§ Referring expression data:
+---+

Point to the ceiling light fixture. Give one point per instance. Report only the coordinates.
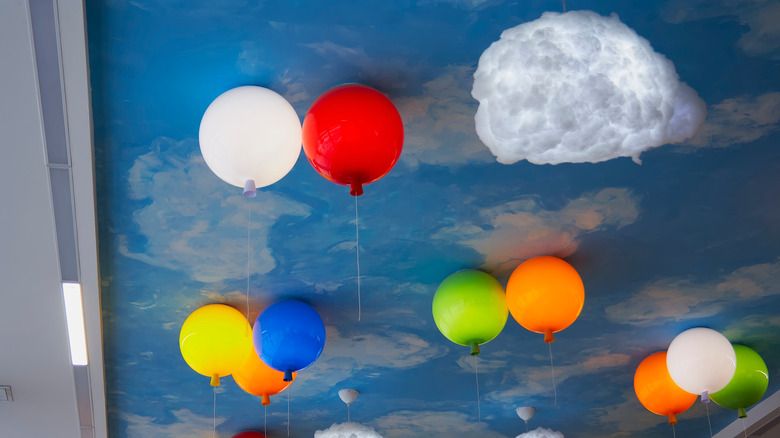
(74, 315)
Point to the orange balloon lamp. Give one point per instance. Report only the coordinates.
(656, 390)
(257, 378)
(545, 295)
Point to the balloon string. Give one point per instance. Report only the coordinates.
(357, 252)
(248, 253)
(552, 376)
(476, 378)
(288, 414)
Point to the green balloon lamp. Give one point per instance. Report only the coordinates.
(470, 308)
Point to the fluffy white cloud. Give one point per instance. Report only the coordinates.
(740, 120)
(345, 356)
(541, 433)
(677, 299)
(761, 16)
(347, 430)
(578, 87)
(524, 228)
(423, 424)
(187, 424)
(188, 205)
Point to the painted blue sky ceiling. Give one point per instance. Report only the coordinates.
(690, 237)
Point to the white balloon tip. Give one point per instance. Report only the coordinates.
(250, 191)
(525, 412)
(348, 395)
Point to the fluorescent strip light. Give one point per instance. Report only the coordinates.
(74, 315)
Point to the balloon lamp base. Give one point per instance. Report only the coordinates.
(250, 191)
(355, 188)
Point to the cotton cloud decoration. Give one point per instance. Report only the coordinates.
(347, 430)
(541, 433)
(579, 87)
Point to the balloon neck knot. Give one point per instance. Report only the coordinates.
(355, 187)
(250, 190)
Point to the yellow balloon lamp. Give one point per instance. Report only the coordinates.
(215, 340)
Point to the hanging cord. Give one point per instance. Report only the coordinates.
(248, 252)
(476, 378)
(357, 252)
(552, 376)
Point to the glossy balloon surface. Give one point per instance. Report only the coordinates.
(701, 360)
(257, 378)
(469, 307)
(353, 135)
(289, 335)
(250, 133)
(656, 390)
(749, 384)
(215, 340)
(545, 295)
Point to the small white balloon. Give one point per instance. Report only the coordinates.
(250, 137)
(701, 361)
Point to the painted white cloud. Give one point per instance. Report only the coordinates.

+---+

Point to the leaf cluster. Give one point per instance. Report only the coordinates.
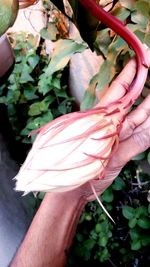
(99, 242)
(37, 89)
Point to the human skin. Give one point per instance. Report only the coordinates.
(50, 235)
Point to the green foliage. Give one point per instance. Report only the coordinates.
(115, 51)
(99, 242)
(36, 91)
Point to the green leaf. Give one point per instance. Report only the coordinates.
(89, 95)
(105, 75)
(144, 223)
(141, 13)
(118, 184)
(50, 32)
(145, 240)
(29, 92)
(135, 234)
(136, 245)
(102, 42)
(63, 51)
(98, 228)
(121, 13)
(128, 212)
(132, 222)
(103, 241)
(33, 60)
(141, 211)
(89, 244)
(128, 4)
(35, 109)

+---+

§ WHAT TO WORK ON:
In the entries above, the lines between the one holding "Point to the fluffy" and the one holding "Point to the painted white", inclusive, are to be printed exactly as written, and those alone.

§ SOLVED EXERCISE:
Point to the fluffy white cloud. Give one point per instance. Report only the coordinates.
(740, 120)
(345, 356)
(541, 433)
(677, 299)
(761, 16)
(347, 430)
(578, 87)
(524, 228)
(423, 424)
(187, 424)
(188, 205)
Point to the painted blue sky ceiling. Give one point per instance. Report only the coordinates.
(690, 237)
Point to the white balloon tip. Give one point per instance. Report only the coordinates.
(250, 191)
(525, 412)
(348, 395)
Point to the fluorescent strip light. Give one point per instance. Report only the coordinates.
(74, 315)
Point to the balloon lamp base. Give one point per instance. Report only the coordinates.
(250, 191)
(355, 188)
Point to the cotton cloud decoration. Give one point per instance. Report only the coordinates.
(347, 430)
(541, 433)
(579, 87)
Point to the balloon neck knot. Give one point per instance. Report only the coordinates.
(355, 187)
(250, 190)
Point to the yellow balloon lamp. Give one point per instance. Report only the coordinates.
(215, 340)
Point to the hanging cord. Give one point per instance. Report only the coordinates.
(248, 252)
(476, 378)
(357, 252)
(552, 376)
Point to the glossy balloon surface. Give one point per instance. Report only the coordinates.
(701, 360)
(257, 378)
(469, 307)
(353, 135)
(289, 335)
(250, 133)
(656, 390)
(749, 384)
(215, 340)
(545, 295)
Point to the small white balloon. Give one point per instance. Report only the coordinates.
(250, 137)
(701, 361)
Point to the painted white cloud. Give one point per instance. Report only the coordinates.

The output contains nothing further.